» **Position annotation records**
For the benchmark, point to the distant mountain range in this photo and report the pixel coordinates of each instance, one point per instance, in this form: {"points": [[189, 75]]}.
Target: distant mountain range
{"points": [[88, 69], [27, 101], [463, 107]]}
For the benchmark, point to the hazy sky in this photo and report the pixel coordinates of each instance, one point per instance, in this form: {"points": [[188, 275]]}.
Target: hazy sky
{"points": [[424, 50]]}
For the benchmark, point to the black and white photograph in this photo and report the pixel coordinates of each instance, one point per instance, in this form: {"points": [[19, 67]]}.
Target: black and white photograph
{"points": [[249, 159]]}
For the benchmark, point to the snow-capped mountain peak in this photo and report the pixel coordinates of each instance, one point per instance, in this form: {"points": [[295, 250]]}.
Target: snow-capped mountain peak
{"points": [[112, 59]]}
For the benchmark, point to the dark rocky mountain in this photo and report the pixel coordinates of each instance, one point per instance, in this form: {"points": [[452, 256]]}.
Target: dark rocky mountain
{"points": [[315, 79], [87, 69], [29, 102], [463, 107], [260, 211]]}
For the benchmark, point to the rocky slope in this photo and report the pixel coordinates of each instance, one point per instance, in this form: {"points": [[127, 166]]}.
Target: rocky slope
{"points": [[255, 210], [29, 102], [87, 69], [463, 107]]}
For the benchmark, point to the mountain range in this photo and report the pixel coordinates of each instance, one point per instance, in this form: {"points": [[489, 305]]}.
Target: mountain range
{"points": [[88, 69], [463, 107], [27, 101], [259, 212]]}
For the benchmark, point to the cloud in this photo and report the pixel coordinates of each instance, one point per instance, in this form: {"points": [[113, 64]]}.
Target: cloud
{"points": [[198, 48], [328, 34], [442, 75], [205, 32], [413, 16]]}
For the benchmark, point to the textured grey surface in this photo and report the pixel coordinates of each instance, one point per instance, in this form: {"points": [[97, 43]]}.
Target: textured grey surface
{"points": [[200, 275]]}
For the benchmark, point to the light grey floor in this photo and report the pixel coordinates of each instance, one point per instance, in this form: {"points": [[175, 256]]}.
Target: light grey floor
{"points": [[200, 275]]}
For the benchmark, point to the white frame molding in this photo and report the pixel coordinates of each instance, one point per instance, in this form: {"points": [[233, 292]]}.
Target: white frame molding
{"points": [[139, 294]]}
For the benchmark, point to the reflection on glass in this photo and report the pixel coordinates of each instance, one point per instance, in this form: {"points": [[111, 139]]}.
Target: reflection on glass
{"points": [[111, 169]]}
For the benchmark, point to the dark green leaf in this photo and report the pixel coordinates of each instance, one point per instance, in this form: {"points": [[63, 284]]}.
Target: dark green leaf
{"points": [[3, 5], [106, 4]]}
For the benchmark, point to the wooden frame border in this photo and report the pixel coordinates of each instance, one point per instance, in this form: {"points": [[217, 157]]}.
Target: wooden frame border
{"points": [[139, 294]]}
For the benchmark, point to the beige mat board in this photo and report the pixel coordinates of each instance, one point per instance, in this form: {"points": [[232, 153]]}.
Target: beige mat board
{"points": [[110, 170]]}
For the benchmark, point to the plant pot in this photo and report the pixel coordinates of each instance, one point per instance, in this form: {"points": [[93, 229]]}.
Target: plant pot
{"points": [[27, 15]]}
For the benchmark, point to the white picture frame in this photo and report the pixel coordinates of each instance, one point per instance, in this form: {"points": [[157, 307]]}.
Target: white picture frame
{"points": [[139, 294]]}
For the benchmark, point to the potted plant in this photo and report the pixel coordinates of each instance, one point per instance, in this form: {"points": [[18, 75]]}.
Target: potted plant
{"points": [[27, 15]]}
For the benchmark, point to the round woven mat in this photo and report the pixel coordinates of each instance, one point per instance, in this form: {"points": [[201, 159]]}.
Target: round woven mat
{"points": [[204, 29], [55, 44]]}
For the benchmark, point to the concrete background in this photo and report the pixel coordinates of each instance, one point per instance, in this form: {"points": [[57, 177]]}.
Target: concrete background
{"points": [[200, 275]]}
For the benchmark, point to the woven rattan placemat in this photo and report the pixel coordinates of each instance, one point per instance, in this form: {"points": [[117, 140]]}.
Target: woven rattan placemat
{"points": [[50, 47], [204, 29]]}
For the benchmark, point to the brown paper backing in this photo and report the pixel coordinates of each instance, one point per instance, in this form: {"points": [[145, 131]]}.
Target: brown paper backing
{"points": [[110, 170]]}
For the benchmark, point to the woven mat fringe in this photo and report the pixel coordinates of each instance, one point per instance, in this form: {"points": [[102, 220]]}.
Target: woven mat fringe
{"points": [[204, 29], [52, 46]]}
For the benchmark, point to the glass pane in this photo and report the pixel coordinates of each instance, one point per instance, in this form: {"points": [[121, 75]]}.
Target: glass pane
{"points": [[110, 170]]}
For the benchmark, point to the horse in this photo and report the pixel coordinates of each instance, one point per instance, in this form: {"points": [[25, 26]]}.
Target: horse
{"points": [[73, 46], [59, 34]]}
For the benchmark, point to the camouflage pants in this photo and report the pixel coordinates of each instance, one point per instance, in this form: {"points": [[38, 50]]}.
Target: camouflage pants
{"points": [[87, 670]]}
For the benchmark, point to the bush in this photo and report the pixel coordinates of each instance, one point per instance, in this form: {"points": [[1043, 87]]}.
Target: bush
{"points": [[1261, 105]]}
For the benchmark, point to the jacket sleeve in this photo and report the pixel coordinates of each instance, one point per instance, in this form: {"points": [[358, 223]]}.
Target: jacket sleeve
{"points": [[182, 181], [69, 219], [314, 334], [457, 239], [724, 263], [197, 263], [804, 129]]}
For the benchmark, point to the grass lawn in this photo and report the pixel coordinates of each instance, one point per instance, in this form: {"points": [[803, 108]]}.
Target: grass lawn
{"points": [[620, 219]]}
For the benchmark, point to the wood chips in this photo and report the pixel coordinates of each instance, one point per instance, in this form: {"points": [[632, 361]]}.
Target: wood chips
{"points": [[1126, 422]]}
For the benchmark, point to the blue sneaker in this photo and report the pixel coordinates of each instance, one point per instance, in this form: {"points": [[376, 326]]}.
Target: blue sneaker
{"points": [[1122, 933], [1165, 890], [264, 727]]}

» **GIVEN INSTRUCTION**
From the line containing "For the benchmark, point to the woven mat" through the closing line of the material above, return every line exactly and omit all others.

» **FULL ANSWER**
For the benchmark, point to the woven mat fringe in this photo and report the pixel coordinates of each instance, one point per instance, in this form: {"points": [[102, 220]]}.
Target: woven mat fringe
{"points": [[204, 29], [52, 46]]}
For the benchmark, point to the glass pane in this photo and report the pixel coordinates of each instance, one point per instance, in this form: {"points": [[121, 75]]}.
Target: glass pane
{"points": [[110, 170]]}
For the benchmark, point to the horse in this photo and report the pixel coordinates of each instance, one point per instance, in this form: {"points": [[25, 26]]}.
Target: horse
{"points": [[73, 46], [59, 34]]}
For the benchmark, point to the camouflage pants in this photo and report the pixel coordinates of each instance, one point per instance, in this form: {"points": [[38, 50]]}.
Target: camouflage pants
{"points": [[87, 670]]}
For the benchmark, point to the bush in this photo and report the pixel coordinates of each instance, one point per instance, in this form: {"points": [[1043, 87]]}.
Target: bush
{"points": [[1261, 105]]}
For the benchmark, point to the jacket sleeve in this photo and report the pixel coordinates of each instance, one point per instance, in this form: {"points": [[358, 223]]}.
Target: jacket sleeve
{"points": [[182, 181], [69, 219], [314, 334], [457, 239], [724, 263], [197, 263], [804, 129]]}
For the benchmark, point to the grass lawn in this photo and report the pixel coordinates of each instance, one point per instance, in this form: {"points": [[803, 108]]}.
Target: grass lawn
{"points": [[620, 219]]}
For the benchmark, point to the wood chips in this photo and report the pixel coordinates of each instance, one point per instance, in this form: {"points": [[632, 361]]}.
Target: wood chips
{"points": [[1126, 422]]}
For the benchmark, point to the blue sneaker in this photo and report the pixel coordinates of each instance, one point per instance, in this form: {"points": [[376, 326]]}.
Target: blue sneaker
{"points": [[1122, 933], [1165, 890], [264, 727]]}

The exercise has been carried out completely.